§ **WHAT THE TASK ASKS**
Each record is to be reproduced verbatim.

*-*-*

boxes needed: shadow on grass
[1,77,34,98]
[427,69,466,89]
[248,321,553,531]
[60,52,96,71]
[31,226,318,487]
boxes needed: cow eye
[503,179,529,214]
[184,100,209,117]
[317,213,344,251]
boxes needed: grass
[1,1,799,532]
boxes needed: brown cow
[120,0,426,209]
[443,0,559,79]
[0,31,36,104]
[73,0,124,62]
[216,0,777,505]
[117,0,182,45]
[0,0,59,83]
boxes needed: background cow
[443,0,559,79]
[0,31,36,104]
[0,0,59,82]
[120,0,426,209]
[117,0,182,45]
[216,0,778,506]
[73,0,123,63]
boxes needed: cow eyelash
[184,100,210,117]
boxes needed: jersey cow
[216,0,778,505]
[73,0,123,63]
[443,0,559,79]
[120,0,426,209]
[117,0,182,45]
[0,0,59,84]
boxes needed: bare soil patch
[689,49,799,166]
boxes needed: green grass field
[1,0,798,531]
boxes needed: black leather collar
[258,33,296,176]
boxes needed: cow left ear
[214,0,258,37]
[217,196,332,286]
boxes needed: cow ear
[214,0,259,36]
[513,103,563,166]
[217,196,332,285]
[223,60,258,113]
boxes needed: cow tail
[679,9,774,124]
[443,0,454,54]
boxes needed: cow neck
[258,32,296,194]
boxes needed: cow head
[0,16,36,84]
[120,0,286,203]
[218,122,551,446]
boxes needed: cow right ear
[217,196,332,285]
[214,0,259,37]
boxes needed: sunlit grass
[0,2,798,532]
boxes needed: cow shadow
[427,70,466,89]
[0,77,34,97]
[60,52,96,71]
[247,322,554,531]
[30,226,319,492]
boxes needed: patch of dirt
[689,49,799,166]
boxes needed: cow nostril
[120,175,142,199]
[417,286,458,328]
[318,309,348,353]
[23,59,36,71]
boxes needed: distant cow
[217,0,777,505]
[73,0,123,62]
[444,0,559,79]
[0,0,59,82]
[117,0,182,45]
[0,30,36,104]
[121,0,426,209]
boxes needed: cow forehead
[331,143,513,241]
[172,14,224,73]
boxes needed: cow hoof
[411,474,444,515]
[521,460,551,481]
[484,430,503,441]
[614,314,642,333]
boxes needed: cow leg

*-*-*

§ **REPLY TO THE TASK**
boxes needed: shadow on grass
[1,77,34,98]
[427,69,466,89]
[248,321,553,531]
[60,52,96,71]
[31,226,318,487]
boxes needed: cow eye
[503,179,529,214]
[184,100,209,117]
[317,213,344,251]
boxes needed: grass
[1,1,799,532]
boxes needed: brown cow
[120,0,426,209]
[443,0,559,79]
[0,31,36,104]
[73,0,124,62]
[216,0,777,505]
[117,0,182,45]
[0,0,59,83]
boxes needed: background cow
[443,0,559,79]
[0,31,36,104]
[0,0,59,82]
[120,0,426,209]
[117,0,182,45]
[216,0,778,506]
[73,0,123,63]
boxes needed: cow eyelash
[184,100,210,117]
boxes needed: jersey cow
[216,0,778,505]
[73,0,123,63]
[443,0,559,79]
[120,0,426,209]
[117,0,182,45]
[0,0,59,84]
boxes needed: bare soil patch
[689,49,799,166]
boxes needed: green grass field
[1,0,798,531]
boxes needed: black leather collar
[258,33,296,176]
boxes needed: cow left ear
[214,0,258,37]
[217,196,332,286]
boxes needed: cow ear
[214,0,259,36]
[513,103,563,166]
[217,196,332,285]
[223,60,258,113]
boxes needed: cow tail
[679,9,774,124]
[443,0,454,54]
boxes needed: cow neck
[258,32,296,194]
boxes needed: cow head
[0,16,36,84]
[120,0,286,203]
[218,122,551,446]
boxes needed: cow right ear
[217,196,332,285]
[214,0,259,37]
boxes needed: sunlit grass
[0,2,798,532]
boxes needed: cow shadow
[427,70,466,89]
[0,77,34,97]
[60,52,96,71]
[247,322,554,531]
[30,226,319,492]
boxes needed: patch of dirt
[689,49,799,166]
boxes needed: cow nostril
[120,175,142,199]
[417,286,458,328]
[318,309,348,353]
[23,59,36,71]
boxes needed: distant cow
[217,0,777,505]
[73,0,123,62]
[444,0,559,79]
[0,0,59,82]
[117,0,182,45]
[0,30,36,104]
[121,0,426,209]
boxes needed: cow forehead
[331,143,513,241]
[172,14,224,73]
boxes needed: cow hoof
[411,474,444,515]
[521,460,551,481]
[484,430,503,441]
[614,314,642,333]
boxes needed: cow leg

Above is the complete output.